# Selected passage

If Cloudflare updates its protection, the handler may need adjustments:
args = [
    "--no-sandbox", 
    "--disable-setuid-sandbox",
    "--disable-blink-features=AutomationControlled"  # Anti-detection
]
Location: ~/workspace/source/core/sites/nhentai.py:58-62 NHentai handler doesn’t support bulk downloads or series detection.

Requires browser

Unlike H2R or M440, NHentai requires Playwright:
playwright install chromium

Troubleshooting

”Invalid JSON” error

If you see:
[ERROR] Invalid JSON. Response: <html>...
The API returned HTML (likely Cloudflare challenge). Solutions:
  1. Try visible browser mode: HEADLESS=false
  2. Update User-Agent in config.py
  3. Add more anti-detection args
  4. Wait and retry (Cloudflare may be rate limiting)

Empty content

If content is empty:
content = await page.inner_text("body")
if not content:
    log_callback("[ERROR] Empty response from API")
The page may not have loaded. Increase timeout:
await page.goto(api_url, wait_until="networkidle", timeout=30000)

404 on images

If image URLs return 404:
  1. Verify media_id is correct
  2. Check extension mapping
  3. Some galleries may be deleted
  4. CDN structure may have changed

Advanced configuration

Custom headers

You can add more headers for image downloads:
headers = {
    "User-Agent": config.USER_AGENT,
    "Accept": "image/webp,image/apng,image/*,*/*;q=0.8",
    "Accept-Language": "en-US,en;q=0.9"

# Required work
[1] Translate this sentence from the troubleshooting notes into Spanish: "The API returned HTML (likely Cloudflare challenge)."
[2] Reproduce everything in the troubleshooting notes from "Unlike H2R or" down to "be rate limiting)".
[3] Carry on the troubleshooting notes from the point where they stop.
The lines after this text are not needed.

[Location labeling records]
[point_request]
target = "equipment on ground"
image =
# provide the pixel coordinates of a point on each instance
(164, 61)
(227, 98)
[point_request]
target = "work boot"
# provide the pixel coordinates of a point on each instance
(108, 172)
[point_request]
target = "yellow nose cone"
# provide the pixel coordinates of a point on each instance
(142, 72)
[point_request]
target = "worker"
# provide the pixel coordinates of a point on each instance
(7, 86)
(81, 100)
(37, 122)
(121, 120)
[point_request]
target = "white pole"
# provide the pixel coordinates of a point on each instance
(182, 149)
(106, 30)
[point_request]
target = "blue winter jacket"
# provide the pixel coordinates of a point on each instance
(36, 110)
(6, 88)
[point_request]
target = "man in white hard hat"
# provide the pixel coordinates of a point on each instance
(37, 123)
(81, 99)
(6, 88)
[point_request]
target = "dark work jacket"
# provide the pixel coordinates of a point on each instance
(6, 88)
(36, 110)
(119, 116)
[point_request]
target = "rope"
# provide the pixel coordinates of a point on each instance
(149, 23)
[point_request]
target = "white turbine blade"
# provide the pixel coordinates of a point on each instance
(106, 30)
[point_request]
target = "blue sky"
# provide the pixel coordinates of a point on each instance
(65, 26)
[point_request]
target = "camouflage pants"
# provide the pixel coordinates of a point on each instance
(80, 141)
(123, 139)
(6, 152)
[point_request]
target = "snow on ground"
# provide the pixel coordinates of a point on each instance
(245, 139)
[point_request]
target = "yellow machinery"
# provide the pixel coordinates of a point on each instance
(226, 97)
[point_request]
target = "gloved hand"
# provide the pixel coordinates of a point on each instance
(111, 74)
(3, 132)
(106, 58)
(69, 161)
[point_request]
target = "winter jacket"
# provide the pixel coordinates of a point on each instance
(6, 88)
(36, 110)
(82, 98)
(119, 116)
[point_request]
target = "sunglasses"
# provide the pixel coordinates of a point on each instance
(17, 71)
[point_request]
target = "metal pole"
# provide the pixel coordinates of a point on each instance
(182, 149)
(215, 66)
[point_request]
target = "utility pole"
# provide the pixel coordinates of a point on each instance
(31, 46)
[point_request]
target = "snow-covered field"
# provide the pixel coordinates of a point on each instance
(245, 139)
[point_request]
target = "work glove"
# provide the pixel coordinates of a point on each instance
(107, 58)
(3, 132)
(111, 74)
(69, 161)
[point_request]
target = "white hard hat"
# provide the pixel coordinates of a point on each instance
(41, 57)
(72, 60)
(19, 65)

# Outputs for the tasks
[1] La API devolvió HTML (probablemente un desafío de Cloudflare).

[2]
Unlike H2R or M440, NHentai requires Playwright:
playwright install chromium

Troubleshooting

”Invalid JSON” error

If you see:
[ERROR] Invalid JSON. Response: <html>...
The API returned HTML (likely Cloudflare challenge). Solutions:
  1. Try visible browser mode: HEADLESS=false
  2. Update User-Agent in config.py
  3. Add more anti-detection args
  4. Wait and retry (Cloudflare may be rate limiting)

[3]
}

Proxy support

To use a proxy with Playwright:
context = await browser.new_context(
    user_agent=config.USER_AGENT,
    proxy={
        "server": "http://proxy.example.com:8080",
        "username": "user",
        "password": "pass"
    }
)

Implementation details

Class structure

class NHentaiHandler(BaseSiteHandler):
    """Handler for nhentai.net website."""
    
    @staticmethod
    def get_supported_domains() -> list:
        return ["nhentai.net"]
    
    async def process(
        self,
        url: str,
        log_callback: Callable[[str], None],
        check_cancel: Callable[[], bool],
        progress_callback: Optional[Callable[[int, int], None]] = None
    ) -> None:
        """Process nhentai.net URL."""
        ...
Location: ~/workspace/source/core/sites/nhentai.py:17-30

Why not use requests?

Direct HTTP requests fail:
import aiohttp

async with aiohttp.ClientSession() as session:
    async with session.get(api_url) as resp:
        # Returns Cloudflare challenge HTML, not JSON
Playwright is required to bypass Cloudflare’s JavaScript challenges.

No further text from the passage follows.